GIVEN EXERCISE → Update the listing below so that every occurrence of "thickest part" reads "widest part", and leave every other word unchanged.

STORED RECORDS →
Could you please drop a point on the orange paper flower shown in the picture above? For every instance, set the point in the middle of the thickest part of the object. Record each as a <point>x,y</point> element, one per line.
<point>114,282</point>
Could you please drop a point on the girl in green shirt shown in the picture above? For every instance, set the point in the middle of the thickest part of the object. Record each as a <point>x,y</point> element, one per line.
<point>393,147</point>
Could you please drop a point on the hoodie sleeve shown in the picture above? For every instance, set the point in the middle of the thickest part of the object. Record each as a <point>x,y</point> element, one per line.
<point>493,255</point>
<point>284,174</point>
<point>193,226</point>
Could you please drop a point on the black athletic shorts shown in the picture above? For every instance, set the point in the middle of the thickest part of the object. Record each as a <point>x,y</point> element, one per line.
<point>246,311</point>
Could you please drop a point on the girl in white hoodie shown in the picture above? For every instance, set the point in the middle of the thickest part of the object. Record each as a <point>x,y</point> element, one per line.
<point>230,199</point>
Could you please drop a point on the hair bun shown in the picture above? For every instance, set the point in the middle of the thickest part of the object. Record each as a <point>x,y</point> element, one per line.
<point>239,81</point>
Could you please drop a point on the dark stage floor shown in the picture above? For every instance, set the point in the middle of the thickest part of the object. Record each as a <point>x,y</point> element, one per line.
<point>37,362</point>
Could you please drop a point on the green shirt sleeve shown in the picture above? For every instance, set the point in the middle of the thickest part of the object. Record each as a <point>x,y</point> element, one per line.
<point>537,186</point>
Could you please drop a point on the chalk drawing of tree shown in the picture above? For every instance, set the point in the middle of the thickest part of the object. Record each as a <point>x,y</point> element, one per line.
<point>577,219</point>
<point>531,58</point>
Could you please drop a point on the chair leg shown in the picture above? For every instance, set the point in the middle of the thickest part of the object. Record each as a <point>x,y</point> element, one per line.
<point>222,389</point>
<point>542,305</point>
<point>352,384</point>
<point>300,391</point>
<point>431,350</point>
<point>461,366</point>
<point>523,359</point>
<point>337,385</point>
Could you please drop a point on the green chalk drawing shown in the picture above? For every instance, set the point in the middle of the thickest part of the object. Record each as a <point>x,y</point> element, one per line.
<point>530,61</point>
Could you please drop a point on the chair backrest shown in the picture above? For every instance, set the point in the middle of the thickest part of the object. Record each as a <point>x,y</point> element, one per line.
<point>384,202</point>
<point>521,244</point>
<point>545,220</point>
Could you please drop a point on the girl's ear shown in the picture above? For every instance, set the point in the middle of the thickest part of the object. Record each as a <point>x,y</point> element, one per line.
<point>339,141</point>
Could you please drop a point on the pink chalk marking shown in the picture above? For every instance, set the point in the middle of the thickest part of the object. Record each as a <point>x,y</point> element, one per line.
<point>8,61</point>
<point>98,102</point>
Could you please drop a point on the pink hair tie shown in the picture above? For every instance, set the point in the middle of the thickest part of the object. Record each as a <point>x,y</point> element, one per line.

TASK OUTPUT →
Could you please drop a point on the orange paper flower shown in the picture above? For every instance, set the point in the middle of the widest part of the object. Record each as a <point>x,y</point> element, one per line.
<point>114,282</point>
Could you please drop a point on the girl in green shirt shown in the picture above? For every instance, set the point in the middle of the widest part of the object. Record each as a <point>x,y</point> element, one per line.
<point>393,147</point>
Could you please drop a point on the hoodie sleeve shown in the picture above? For every instance, set the point in the middle of the widest part of the object. Record each as a <point>x,y</point> element, one per line.
<point>493,255</point>
<point>284,174</point>
<point>193,226</point>
Could you please drop a point on the black athletic shorts shown in the picture above? For every instance, set the point in the middle of the widest part of the object. Record each as a <point>x,y</point> element, one per line.
<point>246,311</point>
Could you please drop a point on the girl in white hoodie shown in the picture above? For every instance, set the point in the middle of the widest part of the object. Record each as a <point>x,y</point> element, one per line.
<point>230,199</point>
Could you please drop a point on the hair bun shown in the picture above? For every instance, set the point in the middle of the widest part of the object. Record each as a <point>x,y</point> element, one per line.
<point>239,81</point>
Could you please drop a point on the dark stage floor shown in the picture above? For every instance, set the point in the middle of the widest part of the object. Record each as a <point>x,y</point> element, one per line.
<point>37,362</point>
Could you please drop a point on the green shirt sleeve shown in the picture above? For every instance, set the point in the middle of the widest part of the object. Record each as a <point>x,y</point> element, one per line.
<point>537,186</point>
Could you please drop a point on the chalk drawing of tree shown in the picture above? For every instance, set the point in the middle of the widest part of the object. Record each as a <point>x,y</point> element, one per line.
<point>577,219</point>
<point>531,58</point>
Could you please drop a point on the chair leg shown in the picture above? For every instance, set the point in the middle of the widest part of the object. Record each as a <point>x,y</point> element, one per line.
<point>222,389</point>
<point>542,305</point>
<point>352,384</point>
<point>300,391</point>
<point>431,350</point>
<point>461,366</point>
<point>523,359</point>
<point>337,385</point>
Could you please drop a point on the green chalk drawing shown in the picture above? For every instance, set the point in the middle of the widest part of the object. Record each as a <point>x,y</point> element, one per line.
<point>530,61</point>
Could you please drop a point on the chair backrest shown in the picture above? For every instance, set the point in the middle of the widest part of the object. Record each as a <point>x,y</point> element, one per line.
<point>384,202</point>
<point>521,244</point>
<point>545,220</point>
Could you please drop a point on the girl's ear shown in the picture above? For every instance, set the point in the middle of the widest part of the object. Record each as a <point>x,y</point> element, one per line.
<point>339,141</point>
Could you please drop a point on the pink chalk marking shown in the picture above? For every instance, set the point in the middle of the widest part of the object. Record each as a <point>x,y</point> element, one per line.
<point>8,61</point>
<point>98,102</point>
Could you please drop a point on the pink hair tie shown in the picture above? For every instance, set the point in the middle of the widest part of the object. Record each as a <point>x,y</point> element, one per line.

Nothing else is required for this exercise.